| WHAT THE TASK ASKS |
The task here is to set down every line of the listing exactly.

| GIVEN RECORDS |
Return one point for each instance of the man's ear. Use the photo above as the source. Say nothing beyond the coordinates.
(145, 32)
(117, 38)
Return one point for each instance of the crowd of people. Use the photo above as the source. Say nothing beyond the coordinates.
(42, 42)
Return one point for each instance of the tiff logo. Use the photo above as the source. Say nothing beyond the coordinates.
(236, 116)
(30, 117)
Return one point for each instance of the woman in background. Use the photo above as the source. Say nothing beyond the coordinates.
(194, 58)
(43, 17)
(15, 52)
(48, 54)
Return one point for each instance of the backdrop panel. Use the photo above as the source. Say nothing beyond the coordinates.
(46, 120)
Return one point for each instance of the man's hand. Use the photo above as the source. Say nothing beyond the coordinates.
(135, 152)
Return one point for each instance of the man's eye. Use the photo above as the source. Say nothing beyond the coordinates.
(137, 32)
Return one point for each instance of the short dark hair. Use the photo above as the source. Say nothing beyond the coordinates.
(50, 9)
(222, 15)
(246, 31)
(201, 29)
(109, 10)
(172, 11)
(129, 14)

| EXERCISE OUTPUT |
Return one point for each instance of the man's ear. Use the photo above as the source. Say nothing beyond the coordinates.
(145, 32)
(117, 38)
Return one point for each instance of the crowd of people. Use the photo above as the source. Say nothing beyond the coordinates.
(42, 42)
Return one point for each instance of the tiff logo. Use the photo above as the source. Say nothing beyond the coordinates.
(236, 116)
(30, 117)
Return one point for each instance of the woman in background. Use the photo above as the source. Say nothing beyond the coordinates.
(194, 58)
(43, 17)
(15, 52)
(48, 54)
Return one point for each instance of the backdrop panel. Use the photo above as the source. Say nothing beyond the coordinates.
(46, 120)
Return one point for each instance of the man's hand. Use the photo above as the source. Say nothing beyond the coordinates.
(135, 152)
Return one point for each instance of the man's eye. Use the photo above as the source. Say nothing beyond the coordinates.
(137, 32)
Return one point for each instance of the short dark hair. Use the photo above as the source. Say nothing beyond the coordinates.
(50, 9)
(222, 15)
(246, 31)
(201, 29)
(109, 10)
(172, 11)
(129, 14)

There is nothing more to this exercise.